___ Record excerpts ___
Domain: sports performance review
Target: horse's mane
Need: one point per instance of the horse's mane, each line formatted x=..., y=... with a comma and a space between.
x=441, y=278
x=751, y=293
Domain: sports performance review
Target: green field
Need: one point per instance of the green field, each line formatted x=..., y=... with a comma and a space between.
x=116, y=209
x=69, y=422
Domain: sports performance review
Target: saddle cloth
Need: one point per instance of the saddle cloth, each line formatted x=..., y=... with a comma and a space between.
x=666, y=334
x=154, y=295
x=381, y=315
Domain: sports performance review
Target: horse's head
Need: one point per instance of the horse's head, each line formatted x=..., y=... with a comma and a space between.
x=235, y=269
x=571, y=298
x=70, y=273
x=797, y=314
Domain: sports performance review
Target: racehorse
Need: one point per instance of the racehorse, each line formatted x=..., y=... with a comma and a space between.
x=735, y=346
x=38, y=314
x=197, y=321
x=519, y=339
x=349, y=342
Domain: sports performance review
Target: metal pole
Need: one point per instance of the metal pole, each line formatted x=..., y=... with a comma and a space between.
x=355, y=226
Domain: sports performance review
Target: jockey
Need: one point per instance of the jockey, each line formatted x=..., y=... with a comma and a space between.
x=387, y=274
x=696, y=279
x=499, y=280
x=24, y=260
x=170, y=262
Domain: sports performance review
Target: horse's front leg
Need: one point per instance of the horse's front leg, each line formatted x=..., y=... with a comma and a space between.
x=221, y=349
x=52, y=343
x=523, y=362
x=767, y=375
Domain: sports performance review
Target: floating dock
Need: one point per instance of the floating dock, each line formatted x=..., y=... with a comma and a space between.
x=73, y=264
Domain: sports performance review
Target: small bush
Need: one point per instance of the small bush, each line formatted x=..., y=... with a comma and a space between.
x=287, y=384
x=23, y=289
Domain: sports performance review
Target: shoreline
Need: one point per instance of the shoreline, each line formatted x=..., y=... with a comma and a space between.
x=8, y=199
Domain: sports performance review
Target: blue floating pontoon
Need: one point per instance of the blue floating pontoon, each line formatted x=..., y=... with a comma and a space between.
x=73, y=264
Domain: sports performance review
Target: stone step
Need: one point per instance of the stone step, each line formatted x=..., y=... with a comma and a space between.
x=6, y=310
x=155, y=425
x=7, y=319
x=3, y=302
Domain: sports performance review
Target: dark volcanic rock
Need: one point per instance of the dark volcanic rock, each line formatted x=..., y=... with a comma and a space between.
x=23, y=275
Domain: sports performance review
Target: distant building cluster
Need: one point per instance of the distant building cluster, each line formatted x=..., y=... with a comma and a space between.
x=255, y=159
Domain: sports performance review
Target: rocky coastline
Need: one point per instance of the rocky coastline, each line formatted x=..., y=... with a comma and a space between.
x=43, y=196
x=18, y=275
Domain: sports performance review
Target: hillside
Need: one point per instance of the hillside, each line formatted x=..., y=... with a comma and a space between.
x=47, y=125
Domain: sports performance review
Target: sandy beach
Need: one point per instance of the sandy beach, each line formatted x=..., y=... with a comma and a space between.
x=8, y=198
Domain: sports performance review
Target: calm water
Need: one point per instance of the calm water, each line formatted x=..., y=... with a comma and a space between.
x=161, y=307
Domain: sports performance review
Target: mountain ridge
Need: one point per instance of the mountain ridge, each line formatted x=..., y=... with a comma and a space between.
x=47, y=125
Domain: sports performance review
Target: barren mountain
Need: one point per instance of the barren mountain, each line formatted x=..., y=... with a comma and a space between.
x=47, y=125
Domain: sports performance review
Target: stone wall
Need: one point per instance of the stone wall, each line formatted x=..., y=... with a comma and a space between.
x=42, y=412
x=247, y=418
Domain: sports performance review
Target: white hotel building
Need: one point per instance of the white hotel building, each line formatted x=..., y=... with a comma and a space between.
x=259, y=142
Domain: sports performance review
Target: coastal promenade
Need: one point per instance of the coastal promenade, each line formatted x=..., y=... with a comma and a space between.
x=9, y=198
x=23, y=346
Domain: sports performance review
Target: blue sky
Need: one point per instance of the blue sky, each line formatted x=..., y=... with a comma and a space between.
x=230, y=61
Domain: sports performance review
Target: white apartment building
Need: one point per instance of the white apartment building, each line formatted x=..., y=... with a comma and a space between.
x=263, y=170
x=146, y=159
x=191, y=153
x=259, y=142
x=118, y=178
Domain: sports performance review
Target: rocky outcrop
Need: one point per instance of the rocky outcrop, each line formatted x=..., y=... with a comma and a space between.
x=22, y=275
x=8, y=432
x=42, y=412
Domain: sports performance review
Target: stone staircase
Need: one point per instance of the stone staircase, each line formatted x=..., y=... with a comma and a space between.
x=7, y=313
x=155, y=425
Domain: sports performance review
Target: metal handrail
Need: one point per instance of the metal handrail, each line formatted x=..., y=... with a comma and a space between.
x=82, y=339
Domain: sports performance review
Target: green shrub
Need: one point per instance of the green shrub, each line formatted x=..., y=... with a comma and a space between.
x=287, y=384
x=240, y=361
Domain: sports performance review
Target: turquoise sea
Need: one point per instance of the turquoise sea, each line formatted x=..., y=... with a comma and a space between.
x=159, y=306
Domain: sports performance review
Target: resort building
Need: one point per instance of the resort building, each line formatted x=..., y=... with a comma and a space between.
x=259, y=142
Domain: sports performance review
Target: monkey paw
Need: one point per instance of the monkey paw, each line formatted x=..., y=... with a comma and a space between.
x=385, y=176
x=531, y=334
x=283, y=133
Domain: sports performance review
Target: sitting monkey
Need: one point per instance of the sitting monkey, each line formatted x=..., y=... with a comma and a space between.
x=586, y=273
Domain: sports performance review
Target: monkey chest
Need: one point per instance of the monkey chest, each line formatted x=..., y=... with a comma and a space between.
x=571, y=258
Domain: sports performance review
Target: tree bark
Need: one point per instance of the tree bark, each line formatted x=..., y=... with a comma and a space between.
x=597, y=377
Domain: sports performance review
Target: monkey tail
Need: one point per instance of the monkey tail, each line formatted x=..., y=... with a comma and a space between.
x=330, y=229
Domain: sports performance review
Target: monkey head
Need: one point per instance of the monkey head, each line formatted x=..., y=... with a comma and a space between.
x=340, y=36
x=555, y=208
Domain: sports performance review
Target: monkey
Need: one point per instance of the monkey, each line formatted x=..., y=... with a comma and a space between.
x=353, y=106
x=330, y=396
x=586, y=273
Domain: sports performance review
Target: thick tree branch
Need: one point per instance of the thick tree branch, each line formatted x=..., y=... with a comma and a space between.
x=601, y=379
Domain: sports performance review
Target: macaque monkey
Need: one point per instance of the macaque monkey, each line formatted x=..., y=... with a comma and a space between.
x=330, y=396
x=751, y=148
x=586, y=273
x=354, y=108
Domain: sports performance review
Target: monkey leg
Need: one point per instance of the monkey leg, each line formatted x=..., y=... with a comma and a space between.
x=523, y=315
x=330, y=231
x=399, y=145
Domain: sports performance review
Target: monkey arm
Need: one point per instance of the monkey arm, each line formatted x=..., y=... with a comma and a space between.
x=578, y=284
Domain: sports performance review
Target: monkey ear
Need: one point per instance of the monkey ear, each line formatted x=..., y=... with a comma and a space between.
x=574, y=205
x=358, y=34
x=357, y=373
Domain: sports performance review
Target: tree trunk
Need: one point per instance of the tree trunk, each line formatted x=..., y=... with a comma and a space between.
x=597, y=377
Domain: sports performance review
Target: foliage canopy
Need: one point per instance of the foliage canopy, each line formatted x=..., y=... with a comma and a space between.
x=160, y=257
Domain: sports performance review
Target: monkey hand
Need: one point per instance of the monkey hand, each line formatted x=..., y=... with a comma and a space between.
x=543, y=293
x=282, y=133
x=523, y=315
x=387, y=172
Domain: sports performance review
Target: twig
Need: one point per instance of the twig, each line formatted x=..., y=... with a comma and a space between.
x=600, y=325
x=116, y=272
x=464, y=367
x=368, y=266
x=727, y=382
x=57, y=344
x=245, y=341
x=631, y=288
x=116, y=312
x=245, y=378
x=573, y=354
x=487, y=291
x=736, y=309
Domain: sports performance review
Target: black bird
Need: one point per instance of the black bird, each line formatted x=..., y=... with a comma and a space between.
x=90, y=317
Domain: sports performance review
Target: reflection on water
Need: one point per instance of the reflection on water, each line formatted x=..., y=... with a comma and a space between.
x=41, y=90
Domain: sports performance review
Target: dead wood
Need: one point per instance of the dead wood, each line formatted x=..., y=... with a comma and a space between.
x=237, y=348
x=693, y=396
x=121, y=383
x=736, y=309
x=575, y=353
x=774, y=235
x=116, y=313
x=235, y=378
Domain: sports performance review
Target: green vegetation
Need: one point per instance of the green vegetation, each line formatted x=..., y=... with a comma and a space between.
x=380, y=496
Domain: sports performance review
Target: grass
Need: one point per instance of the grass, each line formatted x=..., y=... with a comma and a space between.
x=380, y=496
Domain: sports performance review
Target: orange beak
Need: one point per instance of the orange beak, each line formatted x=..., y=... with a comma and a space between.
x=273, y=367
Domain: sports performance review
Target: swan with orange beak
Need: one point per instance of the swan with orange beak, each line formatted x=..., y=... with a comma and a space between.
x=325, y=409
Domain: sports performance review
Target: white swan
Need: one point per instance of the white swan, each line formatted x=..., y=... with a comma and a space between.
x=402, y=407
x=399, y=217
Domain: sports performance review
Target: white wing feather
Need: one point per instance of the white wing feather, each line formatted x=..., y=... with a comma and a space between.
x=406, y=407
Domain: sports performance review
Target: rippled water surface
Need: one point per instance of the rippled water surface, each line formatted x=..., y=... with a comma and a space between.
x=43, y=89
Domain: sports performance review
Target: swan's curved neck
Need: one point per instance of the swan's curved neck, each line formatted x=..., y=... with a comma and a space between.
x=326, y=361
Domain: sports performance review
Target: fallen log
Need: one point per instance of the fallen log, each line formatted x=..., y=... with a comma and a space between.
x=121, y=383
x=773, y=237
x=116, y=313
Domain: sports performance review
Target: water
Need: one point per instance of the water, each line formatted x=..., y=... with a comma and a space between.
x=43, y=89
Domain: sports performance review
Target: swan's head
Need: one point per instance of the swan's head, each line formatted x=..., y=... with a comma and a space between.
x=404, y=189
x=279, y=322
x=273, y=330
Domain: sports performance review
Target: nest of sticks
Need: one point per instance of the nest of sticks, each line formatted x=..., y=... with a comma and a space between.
___
Goal: Gather each line of the data above that contains the word "fallen" and copy those lines unchanged.

Exercise output:
Target: fallen log
Need: one point per instance of the fallen log, each line formatted x=..., y=... with a comma and a space between.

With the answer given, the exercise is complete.